*** Begin section ***
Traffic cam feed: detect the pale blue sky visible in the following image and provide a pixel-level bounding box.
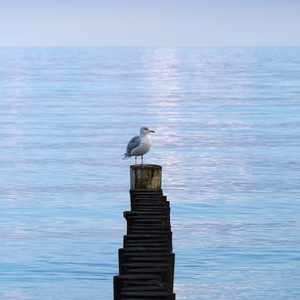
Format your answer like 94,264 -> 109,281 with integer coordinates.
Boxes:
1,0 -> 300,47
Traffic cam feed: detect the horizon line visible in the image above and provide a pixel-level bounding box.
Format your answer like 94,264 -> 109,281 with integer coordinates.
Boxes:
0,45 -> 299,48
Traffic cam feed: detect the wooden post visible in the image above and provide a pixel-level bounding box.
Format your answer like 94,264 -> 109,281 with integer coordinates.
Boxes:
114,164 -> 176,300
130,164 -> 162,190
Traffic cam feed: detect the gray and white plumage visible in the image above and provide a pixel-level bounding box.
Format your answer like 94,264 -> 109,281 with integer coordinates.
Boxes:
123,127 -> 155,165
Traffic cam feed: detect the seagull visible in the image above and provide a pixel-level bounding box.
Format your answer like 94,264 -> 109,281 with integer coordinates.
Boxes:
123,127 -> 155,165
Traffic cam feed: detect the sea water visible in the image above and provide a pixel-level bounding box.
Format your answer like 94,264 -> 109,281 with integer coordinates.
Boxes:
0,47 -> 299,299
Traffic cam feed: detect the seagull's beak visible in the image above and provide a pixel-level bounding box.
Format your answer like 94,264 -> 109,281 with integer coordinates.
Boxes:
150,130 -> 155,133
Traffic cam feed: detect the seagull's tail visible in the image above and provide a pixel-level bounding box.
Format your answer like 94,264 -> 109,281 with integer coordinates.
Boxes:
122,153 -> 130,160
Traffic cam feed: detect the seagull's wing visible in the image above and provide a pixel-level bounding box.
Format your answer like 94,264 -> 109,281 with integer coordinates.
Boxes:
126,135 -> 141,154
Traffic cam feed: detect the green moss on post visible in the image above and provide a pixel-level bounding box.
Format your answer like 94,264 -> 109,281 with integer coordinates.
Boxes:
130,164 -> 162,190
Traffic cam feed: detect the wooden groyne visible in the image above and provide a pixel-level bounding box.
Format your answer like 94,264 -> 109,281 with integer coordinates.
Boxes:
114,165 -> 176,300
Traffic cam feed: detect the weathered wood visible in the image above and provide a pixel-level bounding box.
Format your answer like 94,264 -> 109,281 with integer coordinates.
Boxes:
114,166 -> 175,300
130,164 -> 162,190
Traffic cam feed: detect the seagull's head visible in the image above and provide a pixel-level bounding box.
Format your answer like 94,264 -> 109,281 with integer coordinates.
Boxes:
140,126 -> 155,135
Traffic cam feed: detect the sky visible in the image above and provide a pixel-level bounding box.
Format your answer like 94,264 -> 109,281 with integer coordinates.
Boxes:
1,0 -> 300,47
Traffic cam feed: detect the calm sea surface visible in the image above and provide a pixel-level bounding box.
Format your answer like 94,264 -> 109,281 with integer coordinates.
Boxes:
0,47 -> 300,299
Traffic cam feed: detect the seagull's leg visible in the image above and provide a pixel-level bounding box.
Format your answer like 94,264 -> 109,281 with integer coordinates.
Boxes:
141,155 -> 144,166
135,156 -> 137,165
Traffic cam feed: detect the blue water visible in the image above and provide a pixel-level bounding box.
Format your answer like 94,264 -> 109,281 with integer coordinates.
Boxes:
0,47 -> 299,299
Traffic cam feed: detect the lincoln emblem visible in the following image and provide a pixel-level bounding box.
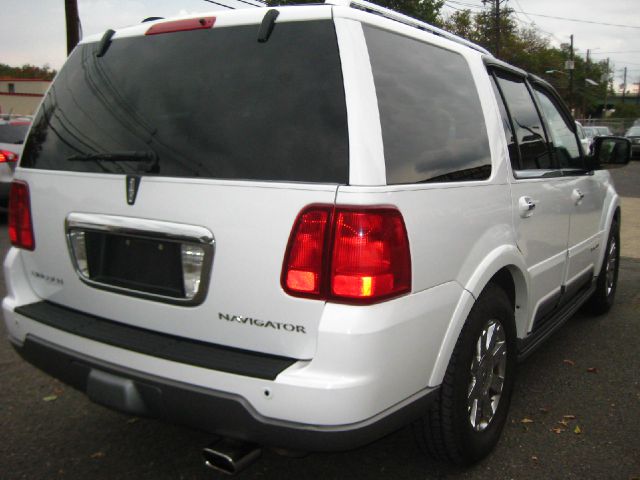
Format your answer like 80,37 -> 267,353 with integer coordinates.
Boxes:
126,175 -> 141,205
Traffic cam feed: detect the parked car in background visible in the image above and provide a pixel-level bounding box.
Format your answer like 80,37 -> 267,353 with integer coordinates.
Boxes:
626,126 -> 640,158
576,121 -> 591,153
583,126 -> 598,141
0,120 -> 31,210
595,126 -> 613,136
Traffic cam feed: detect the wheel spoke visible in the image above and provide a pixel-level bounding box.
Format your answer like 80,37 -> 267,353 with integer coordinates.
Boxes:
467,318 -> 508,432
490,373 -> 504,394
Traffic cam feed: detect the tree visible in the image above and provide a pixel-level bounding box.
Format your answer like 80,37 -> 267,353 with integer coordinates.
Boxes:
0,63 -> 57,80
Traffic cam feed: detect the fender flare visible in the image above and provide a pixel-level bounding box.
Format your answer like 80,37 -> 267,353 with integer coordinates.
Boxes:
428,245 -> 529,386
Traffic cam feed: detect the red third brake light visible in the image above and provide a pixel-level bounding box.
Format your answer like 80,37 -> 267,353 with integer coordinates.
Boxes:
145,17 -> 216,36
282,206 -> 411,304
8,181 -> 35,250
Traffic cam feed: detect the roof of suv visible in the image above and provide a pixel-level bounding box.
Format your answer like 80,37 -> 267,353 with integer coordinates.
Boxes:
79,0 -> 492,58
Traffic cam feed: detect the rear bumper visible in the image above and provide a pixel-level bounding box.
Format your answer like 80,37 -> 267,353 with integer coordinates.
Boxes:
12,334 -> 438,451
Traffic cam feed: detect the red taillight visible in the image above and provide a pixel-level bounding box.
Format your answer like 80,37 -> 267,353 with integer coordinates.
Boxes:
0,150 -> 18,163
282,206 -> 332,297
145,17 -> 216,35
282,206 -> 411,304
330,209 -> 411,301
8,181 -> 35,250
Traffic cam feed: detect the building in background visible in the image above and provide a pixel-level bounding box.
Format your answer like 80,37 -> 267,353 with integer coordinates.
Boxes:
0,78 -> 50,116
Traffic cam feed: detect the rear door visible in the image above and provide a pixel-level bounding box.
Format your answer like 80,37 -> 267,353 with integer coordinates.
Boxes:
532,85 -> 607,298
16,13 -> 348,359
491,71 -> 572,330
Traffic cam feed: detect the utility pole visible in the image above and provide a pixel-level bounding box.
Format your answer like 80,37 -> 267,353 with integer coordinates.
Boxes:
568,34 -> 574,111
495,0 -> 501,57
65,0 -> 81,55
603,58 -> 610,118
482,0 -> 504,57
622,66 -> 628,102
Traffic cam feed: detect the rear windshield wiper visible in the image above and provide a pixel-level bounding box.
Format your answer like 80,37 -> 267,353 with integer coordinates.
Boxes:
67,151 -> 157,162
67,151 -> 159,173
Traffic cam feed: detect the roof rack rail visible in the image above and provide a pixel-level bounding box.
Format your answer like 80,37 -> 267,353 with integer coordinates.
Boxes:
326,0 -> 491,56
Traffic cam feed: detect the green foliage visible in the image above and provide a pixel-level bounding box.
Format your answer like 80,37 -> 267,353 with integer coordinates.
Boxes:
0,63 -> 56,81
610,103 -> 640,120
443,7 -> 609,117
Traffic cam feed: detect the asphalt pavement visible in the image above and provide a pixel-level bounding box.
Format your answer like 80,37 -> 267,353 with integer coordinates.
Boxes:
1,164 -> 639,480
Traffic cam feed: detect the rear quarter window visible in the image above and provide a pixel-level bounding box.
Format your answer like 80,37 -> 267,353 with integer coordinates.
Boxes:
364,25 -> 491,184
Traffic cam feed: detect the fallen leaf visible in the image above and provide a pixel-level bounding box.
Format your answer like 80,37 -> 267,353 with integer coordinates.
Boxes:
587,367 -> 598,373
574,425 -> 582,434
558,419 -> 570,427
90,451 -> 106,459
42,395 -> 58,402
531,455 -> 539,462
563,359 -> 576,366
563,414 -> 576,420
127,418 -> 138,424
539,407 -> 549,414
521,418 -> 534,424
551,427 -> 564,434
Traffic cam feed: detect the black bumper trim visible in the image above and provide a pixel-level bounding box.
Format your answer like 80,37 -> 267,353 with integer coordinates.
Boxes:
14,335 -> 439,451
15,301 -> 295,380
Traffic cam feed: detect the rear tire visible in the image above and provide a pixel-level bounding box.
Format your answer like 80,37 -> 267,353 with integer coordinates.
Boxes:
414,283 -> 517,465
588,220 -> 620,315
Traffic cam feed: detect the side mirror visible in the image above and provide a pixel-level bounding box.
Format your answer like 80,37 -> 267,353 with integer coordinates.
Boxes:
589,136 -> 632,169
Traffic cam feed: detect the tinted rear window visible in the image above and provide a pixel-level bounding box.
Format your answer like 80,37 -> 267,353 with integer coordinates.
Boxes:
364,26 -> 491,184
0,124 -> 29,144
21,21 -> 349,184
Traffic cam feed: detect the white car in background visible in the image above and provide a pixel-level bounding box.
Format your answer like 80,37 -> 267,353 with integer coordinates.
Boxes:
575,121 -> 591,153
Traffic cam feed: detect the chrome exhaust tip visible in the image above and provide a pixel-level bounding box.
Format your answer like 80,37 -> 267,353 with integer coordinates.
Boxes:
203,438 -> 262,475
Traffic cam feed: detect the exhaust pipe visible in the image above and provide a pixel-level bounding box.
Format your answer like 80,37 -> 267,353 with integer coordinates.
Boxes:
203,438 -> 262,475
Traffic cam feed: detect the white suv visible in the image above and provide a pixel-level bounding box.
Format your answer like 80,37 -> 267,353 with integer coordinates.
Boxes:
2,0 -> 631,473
*** End section ***
*** Begin section ***
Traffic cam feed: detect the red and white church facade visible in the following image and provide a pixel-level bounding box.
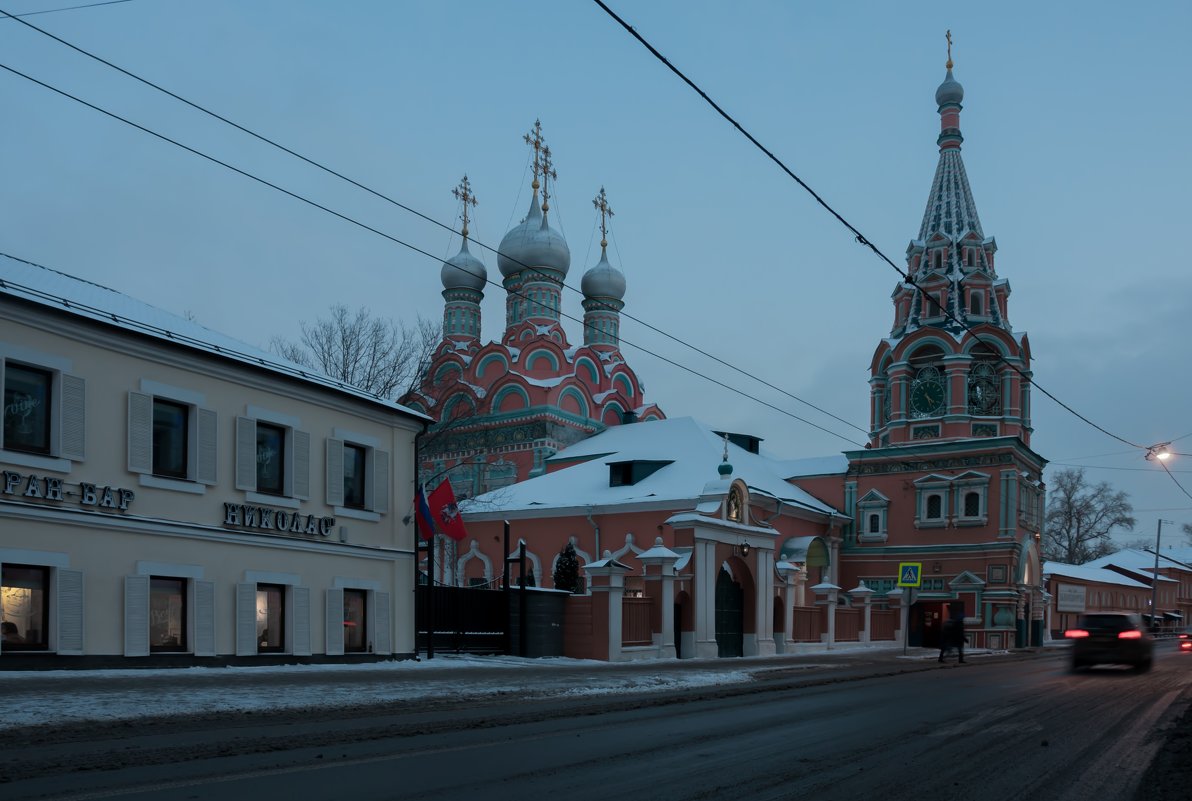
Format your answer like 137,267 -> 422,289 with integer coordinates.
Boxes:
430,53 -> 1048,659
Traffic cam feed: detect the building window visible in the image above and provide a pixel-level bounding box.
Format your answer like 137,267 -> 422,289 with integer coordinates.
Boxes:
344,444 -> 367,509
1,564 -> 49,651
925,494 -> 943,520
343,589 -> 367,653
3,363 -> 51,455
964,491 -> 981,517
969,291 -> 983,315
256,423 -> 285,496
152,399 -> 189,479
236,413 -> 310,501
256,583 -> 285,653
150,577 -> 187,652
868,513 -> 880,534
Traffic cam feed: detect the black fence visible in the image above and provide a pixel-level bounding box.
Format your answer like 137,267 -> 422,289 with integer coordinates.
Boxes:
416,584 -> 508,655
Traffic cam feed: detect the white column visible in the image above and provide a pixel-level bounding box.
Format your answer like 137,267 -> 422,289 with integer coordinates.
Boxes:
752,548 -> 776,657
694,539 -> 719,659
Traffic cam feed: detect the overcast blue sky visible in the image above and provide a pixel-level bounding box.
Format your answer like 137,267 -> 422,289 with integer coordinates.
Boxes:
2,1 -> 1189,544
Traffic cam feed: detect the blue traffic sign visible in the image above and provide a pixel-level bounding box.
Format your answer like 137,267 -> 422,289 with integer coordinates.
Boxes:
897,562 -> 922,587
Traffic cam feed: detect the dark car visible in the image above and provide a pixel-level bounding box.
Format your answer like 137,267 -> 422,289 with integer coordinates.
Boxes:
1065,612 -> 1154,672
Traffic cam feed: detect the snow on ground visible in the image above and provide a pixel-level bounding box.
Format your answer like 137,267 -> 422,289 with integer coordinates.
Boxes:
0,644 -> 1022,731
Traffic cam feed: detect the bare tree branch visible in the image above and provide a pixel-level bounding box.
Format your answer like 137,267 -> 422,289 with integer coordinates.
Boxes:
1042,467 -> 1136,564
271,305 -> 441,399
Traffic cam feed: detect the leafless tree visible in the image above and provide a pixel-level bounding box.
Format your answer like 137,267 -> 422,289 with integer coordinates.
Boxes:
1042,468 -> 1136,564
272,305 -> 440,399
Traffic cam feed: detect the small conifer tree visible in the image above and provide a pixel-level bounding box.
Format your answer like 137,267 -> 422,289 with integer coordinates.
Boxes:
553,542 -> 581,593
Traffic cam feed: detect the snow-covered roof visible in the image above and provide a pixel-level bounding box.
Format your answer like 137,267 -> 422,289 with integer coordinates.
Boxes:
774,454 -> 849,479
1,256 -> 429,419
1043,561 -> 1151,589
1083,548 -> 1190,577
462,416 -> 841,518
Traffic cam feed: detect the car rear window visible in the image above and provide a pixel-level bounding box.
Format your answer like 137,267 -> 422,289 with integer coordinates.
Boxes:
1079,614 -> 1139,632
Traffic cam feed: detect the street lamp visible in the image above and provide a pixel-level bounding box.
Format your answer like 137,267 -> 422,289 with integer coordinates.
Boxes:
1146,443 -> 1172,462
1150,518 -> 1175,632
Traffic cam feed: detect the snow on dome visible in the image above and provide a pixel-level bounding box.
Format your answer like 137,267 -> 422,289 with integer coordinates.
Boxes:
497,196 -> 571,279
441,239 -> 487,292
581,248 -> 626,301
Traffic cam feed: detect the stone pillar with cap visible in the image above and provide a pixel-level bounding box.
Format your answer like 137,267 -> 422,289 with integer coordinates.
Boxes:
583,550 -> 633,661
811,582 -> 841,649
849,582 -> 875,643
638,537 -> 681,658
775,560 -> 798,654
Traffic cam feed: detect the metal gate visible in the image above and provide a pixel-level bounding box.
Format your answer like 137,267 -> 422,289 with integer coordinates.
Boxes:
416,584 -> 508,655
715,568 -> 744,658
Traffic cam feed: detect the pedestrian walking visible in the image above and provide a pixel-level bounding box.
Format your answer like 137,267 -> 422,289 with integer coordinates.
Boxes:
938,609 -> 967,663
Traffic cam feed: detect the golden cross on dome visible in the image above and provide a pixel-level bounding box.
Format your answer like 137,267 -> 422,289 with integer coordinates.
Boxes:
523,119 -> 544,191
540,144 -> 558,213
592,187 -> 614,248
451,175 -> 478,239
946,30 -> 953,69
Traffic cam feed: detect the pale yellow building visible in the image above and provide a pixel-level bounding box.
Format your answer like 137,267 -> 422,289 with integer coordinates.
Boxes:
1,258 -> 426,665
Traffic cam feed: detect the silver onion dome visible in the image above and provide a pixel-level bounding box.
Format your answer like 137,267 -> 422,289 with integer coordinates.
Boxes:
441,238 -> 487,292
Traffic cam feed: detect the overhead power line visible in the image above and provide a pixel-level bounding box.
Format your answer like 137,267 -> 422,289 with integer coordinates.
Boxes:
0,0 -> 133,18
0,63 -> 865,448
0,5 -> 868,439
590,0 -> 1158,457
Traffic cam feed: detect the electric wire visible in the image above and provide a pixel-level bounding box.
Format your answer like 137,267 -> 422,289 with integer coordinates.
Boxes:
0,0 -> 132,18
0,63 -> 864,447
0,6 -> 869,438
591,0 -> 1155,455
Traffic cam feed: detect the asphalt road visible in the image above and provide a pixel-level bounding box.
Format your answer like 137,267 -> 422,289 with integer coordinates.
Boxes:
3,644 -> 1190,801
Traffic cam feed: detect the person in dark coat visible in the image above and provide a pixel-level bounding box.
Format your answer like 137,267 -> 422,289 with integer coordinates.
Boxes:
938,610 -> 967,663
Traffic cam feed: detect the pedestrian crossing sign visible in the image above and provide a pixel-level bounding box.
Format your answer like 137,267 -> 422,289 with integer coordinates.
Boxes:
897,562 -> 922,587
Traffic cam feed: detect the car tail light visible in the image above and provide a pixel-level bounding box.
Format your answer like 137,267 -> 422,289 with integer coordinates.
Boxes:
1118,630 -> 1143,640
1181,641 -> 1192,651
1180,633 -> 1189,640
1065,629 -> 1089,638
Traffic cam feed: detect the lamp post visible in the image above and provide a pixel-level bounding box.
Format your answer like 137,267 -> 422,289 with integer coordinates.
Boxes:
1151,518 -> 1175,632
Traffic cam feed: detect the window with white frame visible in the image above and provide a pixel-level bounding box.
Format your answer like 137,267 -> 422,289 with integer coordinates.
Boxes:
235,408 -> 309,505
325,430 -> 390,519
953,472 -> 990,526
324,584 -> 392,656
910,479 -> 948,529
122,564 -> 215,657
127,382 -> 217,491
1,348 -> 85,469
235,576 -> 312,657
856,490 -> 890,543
*** End section ***
◆ Exercise aim: Find how many lines in the entries include the string "seagull", and state only the number.

◆ Finished task: 6